### TASK DETAILS
Only the lines below from the one that holds "Objective — one point per instance of the steel" through the one that holds "Objective — one point per instance of the locomotive wheel" should appear in the answer, copied exactly, end lines included and pictures omitted.

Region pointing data
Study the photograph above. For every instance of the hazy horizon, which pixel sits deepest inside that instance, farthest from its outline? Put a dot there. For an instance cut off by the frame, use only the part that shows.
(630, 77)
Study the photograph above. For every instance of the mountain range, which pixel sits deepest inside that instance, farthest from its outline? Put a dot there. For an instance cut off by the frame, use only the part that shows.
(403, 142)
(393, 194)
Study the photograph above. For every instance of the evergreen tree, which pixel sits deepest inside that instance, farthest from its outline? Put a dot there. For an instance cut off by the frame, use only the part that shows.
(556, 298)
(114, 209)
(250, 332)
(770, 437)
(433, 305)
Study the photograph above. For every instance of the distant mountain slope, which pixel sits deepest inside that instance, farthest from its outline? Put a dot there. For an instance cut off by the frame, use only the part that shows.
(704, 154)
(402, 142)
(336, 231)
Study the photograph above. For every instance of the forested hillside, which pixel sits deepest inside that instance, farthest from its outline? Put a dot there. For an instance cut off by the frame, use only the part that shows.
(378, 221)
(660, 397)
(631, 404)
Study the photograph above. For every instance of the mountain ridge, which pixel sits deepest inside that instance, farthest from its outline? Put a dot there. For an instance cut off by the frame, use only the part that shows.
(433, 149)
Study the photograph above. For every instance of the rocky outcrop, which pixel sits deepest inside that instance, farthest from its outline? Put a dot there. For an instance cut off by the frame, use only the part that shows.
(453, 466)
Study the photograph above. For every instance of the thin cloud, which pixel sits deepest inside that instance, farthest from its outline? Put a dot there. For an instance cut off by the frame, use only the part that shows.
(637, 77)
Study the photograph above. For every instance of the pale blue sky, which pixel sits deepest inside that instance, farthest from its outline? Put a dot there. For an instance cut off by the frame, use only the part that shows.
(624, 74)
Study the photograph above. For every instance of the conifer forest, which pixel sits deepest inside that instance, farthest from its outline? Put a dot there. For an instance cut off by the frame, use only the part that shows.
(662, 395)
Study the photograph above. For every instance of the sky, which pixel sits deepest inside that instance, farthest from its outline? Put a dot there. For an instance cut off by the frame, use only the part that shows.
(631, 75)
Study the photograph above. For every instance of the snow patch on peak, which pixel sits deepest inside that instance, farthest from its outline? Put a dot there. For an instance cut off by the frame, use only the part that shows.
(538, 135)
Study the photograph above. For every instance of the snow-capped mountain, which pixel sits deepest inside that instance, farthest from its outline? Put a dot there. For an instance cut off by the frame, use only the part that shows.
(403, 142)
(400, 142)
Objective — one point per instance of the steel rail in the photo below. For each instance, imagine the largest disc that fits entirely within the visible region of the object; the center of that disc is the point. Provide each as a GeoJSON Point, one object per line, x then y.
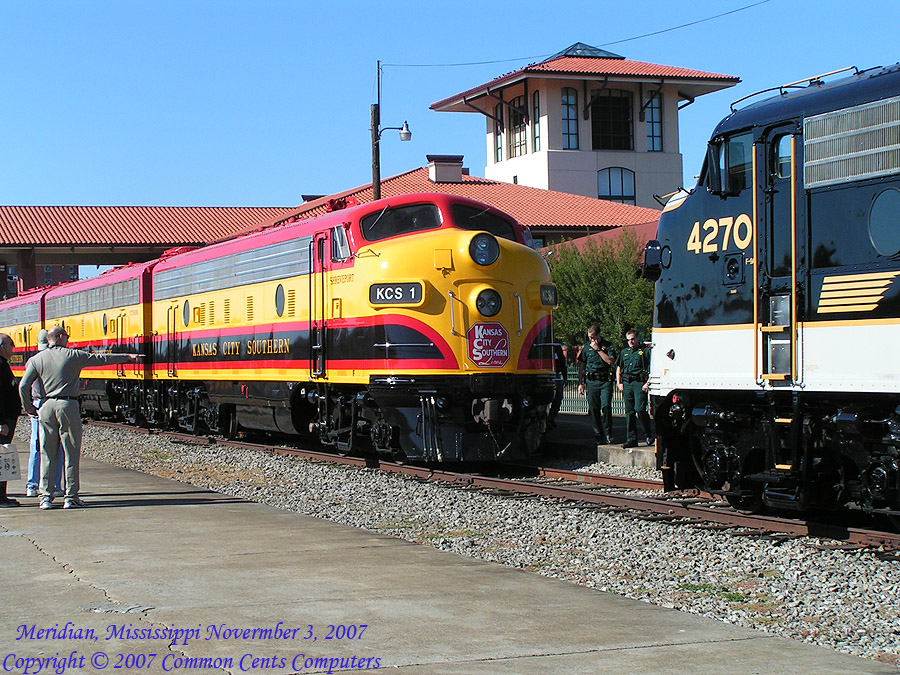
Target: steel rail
{"type": "Point", "coordinates": [675, 509]}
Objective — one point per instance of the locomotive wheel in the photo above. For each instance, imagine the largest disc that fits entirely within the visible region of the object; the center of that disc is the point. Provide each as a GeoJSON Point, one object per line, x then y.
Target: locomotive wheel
{"type": "Point", "coordinates": [751, 503]}
{"type": "Point", "coordinates": [229, 427]}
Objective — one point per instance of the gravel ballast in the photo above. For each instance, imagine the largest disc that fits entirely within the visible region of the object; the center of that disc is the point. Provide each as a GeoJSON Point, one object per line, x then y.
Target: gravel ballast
{"type": "Point", "coordinates": [802, 588]}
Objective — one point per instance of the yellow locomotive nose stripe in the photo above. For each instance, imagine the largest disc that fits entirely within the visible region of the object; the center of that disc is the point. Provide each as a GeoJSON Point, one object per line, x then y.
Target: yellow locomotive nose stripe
{"type": "Point", "coordinates": [854, 292]}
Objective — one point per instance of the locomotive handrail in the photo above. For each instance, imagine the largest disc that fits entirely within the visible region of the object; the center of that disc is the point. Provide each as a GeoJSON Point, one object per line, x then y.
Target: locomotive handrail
{"type": "Point", "coordinates": [452, 314]}
{"type": "Point", "coordinates": [519, 299]}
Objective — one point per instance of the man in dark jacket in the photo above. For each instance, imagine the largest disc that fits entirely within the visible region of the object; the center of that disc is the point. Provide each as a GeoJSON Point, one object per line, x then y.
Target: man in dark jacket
{"type": "Point", "coordinates": [10, 406]}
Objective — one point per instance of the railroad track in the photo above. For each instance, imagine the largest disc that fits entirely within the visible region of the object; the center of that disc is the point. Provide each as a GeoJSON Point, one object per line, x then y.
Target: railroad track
{"type": "Point", "coordinates": [691, 509]}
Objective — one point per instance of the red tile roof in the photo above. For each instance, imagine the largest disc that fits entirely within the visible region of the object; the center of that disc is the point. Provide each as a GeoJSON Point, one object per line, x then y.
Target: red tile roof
{"type": "Point", "coordinates": [642, 233]}
{"type": "Point", "coordinates": [532, 207]}
{"type": "Point", "coordinates": [126, 225]}
{"type": "Point", "coordinates": [699, 82]}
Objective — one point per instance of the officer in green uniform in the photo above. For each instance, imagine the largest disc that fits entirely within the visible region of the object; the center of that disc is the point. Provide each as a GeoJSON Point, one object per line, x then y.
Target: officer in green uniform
{"type": "Point", "coordinates": [633, 380]}
{"type": "Point", "coordinates": [594, 370]}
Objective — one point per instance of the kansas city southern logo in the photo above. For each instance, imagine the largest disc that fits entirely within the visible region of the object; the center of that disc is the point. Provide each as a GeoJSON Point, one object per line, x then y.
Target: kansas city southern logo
{"type": "Point", "coordinates": [488, 345]}
{"type": "Point", "coordinates": [248, 347]}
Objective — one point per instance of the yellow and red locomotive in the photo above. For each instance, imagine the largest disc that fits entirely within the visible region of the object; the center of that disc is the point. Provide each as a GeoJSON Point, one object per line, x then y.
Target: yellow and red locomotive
{"type": "Point", "coordinates": [416, 325]}
{"type": "Point", "coordinates": [775, 375]}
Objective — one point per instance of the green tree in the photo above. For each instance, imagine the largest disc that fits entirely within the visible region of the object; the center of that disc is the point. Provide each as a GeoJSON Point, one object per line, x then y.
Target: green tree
{"type": "Point", "coordinates": [599, 283]}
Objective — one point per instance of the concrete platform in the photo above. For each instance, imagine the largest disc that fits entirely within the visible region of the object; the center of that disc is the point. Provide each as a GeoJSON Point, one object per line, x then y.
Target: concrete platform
{"type": "Point", "coordinates": [152, 554]}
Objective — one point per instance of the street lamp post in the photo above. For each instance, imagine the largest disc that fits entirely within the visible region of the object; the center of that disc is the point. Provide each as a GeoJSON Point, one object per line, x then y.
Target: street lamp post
{"type": "Point", "coordinates": [377, 130]}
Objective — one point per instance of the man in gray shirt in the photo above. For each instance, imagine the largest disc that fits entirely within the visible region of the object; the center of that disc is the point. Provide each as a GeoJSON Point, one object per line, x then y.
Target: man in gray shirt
{"type": "Point", "coordinates": [58, 368]}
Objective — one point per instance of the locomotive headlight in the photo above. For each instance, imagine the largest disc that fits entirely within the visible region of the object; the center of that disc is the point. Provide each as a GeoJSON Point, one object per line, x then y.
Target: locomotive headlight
{"type": "Point", "coordinates": [548, 295]}
{"type": "Point", "coordinates": [488, 302]}
{"type": "Point", "coordinates": [484, 249]}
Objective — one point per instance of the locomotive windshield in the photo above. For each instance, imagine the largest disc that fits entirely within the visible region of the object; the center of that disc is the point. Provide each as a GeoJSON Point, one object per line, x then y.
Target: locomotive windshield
{"type": "Point", "coordinates": [390, 222]}
{"type": "Point", "coordinates": [472, 218]}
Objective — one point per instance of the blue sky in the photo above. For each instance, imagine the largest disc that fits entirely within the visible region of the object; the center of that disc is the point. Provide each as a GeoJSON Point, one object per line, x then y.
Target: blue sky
{"type": "Point", "coordinates": [253, 103]}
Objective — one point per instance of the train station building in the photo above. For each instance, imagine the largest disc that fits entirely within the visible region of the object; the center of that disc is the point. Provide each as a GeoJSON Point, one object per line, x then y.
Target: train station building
{"type": "Point", "coordinates": [577, 145]}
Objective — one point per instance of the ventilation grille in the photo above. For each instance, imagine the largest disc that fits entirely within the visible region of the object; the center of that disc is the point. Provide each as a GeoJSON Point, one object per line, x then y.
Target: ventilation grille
{"type": "Point", "coordinates": [852, 144]}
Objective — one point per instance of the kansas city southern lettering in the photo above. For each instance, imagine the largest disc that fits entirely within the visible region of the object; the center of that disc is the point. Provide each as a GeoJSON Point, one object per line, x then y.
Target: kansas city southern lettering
{"type": "Point", "coordinates": [273, 346]}
{"type": "Point", "coordinates": [251, 347]}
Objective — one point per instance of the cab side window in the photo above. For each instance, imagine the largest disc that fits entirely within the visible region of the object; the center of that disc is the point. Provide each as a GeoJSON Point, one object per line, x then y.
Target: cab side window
{"type": "Point", "coordinates": [729, 165]}
{"type": "Point", "coordinates": [739, 158]}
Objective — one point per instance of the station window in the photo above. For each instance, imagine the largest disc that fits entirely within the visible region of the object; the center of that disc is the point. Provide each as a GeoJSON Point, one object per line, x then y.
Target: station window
{"type": "Point", "coordinates": [612, 120]}
{"type": "Point", "coordinates": [570, 118]}
{"type": "Point", "coordinates": [653, 116]}
{"type": "Point", "coordinates": [616, 185]}
{"type": "Point", "coordinates": [498, 133]}
{"type": "Point", "coordinates": [516, 132]}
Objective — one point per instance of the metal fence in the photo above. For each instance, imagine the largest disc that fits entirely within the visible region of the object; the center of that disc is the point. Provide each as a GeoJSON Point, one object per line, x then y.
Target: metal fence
{"type": "Point", "coordinates": [573, 403]}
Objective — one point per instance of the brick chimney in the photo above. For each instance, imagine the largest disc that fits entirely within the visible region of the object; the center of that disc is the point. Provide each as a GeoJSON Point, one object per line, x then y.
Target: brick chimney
{"type": "Point", "coordinates": [445, 168]}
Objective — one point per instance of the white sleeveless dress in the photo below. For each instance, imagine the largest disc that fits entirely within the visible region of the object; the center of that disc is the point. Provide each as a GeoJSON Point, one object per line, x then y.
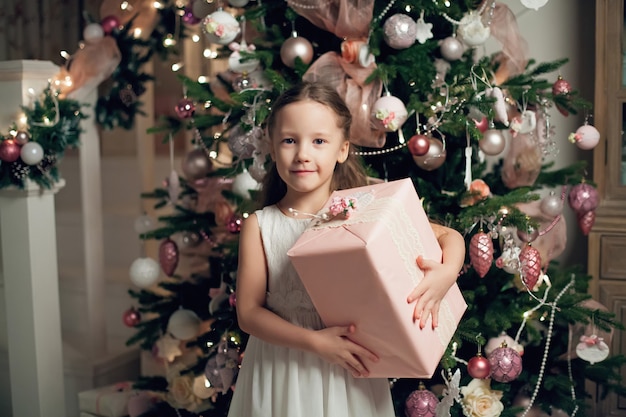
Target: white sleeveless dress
{"type": "Point", "coordinates": [276, 381]}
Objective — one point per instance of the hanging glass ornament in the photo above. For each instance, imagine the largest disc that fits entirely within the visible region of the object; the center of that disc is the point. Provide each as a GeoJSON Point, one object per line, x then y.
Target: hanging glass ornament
{"type": "Point", "coordinates": [481, 253]}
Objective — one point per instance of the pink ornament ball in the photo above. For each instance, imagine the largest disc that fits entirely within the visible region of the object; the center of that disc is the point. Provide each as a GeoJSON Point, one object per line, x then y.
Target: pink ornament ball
{"type": "Point", "coordinates": [583, 198]}
{"type": "Point", "coordinates": [418, 145]}
{"type": "Point", "coordinates": [505, 363]}
{"type": "Point", "coordinates": [421, 403]}
{"type": "Point", "coordinates": [110, 24]}
{"type": "Point", "coordinates": [478, 367]}
{"type": "Point", "coordinates": [587, 137]}
{"type": "Point", "coordinates": [9, 150]}
{"type": "Point", "coordinates": [400, 31]}
{"type": "Point", "coordinates": [185, 108]}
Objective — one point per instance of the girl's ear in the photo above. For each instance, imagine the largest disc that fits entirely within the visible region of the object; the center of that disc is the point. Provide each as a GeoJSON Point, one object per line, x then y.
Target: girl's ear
{"type": "Point", "coordinates": [344, 151]}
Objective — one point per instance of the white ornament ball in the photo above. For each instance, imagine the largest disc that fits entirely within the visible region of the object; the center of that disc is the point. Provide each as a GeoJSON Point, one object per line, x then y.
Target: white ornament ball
{"type": "Point", "coordinates": [238, 3]}
{"type": "Point", "coordinates": [296, 47]}
{"type": "Point", "coordinates": [451, 48]}
{"type": "Point", "coordinates": [400, 31]}
{"type": "Point", "coordinates": [588, 137]}
{"type": "Point", "coordinates": [144, 272]}
{"type": "Point", "coordinates": [93, 31]}
{"type": "Point", "coordinates": [243, 183]}
{"type": "Point", "coordinates": [220, 27]}
{"type": "Point", "coordinates": [184, 324]}
{"type": "Point", "coordinates": [31, 153]}
{"type": "Point", "coordinates": [389, 113]}
{"type": "Point", "coordinates": [492, 143]}
{"type": "Point", "coordinates": [434, 158]}
{"type": "Point", "coordinates": [551, 205]}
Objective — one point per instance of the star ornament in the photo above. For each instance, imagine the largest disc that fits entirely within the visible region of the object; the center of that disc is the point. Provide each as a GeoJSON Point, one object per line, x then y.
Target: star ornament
{"type": "Point", "coordinates": [168, 348]}
{"type": "Point", "coordinates": [423, 30]}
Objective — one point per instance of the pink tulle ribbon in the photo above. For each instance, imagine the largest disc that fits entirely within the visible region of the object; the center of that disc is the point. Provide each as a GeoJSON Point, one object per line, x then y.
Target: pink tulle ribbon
{"type": "Point", "coordinates": [348, 19]}
{"type": "Point", "coordinates": [514, 55]}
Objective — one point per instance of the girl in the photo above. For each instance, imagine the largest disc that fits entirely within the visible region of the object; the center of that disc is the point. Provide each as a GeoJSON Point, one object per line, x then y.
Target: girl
{"type": "Point", "coordinates": [294, 366]}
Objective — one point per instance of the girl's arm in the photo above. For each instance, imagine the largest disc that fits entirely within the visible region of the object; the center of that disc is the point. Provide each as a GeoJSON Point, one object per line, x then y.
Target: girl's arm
{"type": "Point", "coordinates": [438, 277]}
{"type": "Point", "coordinates": [254, 318]}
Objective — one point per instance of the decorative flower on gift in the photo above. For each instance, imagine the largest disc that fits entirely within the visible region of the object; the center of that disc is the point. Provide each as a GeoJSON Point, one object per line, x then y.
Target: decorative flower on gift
{"type": "Point", "coordinates": [181, 395]}
{"type": "Point", "coordinates": [342, 206]}
{"type": "Point", "coordinates": [388, 119]}
{"type": "Point", "coordinates": [479, 400]}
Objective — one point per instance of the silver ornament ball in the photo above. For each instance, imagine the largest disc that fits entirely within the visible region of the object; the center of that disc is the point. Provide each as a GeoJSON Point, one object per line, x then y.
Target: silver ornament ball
{"type": "Point", "coordinates": [492, 143]}
{"type": "Point", "coordinates": [451, 48]}
{"type": "Point", "coordinates": [296, 47]}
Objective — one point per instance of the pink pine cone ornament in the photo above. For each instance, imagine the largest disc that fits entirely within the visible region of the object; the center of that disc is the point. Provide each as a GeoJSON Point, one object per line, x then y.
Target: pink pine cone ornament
{"type": "Point", "coordinates": [506, 364]}
{"type": "Point", "coordinates": [481, 253]}
{"type": "Point", "coordinates": [530, 263]}
{"type": "Point", "coordinates": [421, 403]}
{"type": "Point", "coordinates": [583, 198]}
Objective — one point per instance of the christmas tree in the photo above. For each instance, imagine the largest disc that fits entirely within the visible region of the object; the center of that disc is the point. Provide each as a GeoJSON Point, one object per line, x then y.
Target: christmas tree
{"type": "Point", "coordinates": [426, 105]}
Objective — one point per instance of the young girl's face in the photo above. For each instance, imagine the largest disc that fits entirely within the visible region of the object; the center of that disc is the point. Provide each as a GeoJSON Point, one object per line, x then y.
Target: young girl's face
{"type": "Point", "coordinates": [306, 146]}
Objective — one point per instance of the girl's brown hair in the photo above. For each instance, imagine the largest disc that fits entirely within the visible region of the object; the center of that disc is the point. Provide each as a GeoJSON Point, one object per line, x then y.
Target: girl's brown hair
{"type": "Point", "coordinates": [348, 174]}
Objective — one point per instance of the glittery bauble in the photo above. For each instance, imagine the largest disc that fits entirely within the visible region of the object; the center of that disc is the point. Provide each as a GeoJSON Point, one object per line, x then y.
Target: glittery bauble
{"type": "Point", "coordinates": [220, 27]}
{"type": "Point", "coordinates": [478, 367]}
{"type": "Point", "coordinates": [9, 150]}
{"type": "Point", "coordinates": [185, 108]}
{"type": "Point", "coordinates": [587, 137]}
{"type": "Point", "coordinates": [222, 368]}
{"type": "Point", "coordinates": [583, 198]}
{"type": "Point", "coordinates": [586, 221]}
{"type": "Point", "coordinates": [551, 205]}
{"type": "Point", "coordinates": [418, 145]}
{"type": "Point", "coordinates": [144, 272]}
{"type": "Point", "coordinates": [196, 164]}
{"type": "Point", "coordinates": [31, 153]}
{"type": "Point", "coordinates": [21, 137]}
{"type": "Point", "coordinates": [434, 158]}
{"type": "Point", "coordinates": [131, 317]}
{"type": "Point", "coordinates": [506, 364]}
{"type": "Point", "coordinates": [296, 47]}
{"type": "Point", "coordinates": [561, 87]}
{"type": "Point", "coordinates": [421, 403]}
{"type": "Point", "coordinates": [93, 31]}
{"type": "Point", "coordinates": [183, 324]}
{"type": "Point", "coordinates": [189, 18]}
{"type": "Point", "coordinates": [109, 24]}
{"type": "Point", "coordinates": [400, 31]}
{"type": "Point", "coordinates": [168, 256]}
{"type": "Point", "coordinates": [530, 266]}
{"type": "Point", "coordinates": [492, 143]}
{"type": "Point", "coordinates": [451, 48]}
{"type": "Point", "coordinates": [481, 253]}
{"type": "Point", "coordinates": [389, 113]}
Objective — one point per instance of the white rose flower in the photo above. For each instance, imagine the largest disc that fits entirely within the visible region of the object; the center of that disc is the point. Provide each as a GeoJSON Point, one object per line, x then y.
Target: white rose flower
{"type": "Point", "coordinates": [480, 401]}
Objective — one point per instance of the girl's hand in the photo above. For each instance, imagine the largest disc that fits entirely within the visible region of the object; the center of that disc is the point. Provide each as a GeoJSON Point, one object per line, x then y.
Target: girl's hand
{"type": "Point", "coordinates": [438, 278]}
{"type": "Point", "coordinates": [334, 346]}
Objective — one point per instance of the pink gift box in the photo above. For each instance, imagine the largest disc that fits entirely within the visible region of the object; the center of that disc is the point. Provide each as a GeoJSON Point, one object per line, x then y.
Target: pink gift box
{"type": "Point", "coordinates": [361, 270]}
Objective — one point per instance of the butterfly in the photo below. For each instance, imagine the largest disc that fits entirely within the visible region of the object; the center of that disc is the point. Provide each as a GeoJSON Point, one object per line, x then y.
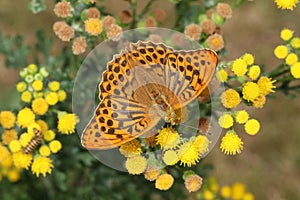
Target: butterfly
{"type": "Point", "coordinates": [145, 83]}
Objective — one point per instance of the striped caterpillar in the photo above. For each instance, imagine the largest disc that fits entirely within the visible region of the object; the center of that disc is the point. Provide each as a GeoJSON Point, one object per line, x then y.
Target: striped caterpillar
{"type": "Point", "coordinates": [35, 141]}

### ANSWER AREA
Objective — one point per instance of the steel rail in the photo below. For each instance, imagine the largest disc that fits entirely within the visible region of the object; the center of that disc is the point. Provide each as a GeoJSON Point, one object per line, x then y.
Target: steel rail
{"type": "Point", "coordinates": [675, 509]}
Objective — one point per instance of the locomotive wheel in the photo above. For each instance, imagine the largest disc that fits entirely within the visible region of the object; the center of that disc is the point. Provide each as a GeoJSON Point, one object per line, x then y.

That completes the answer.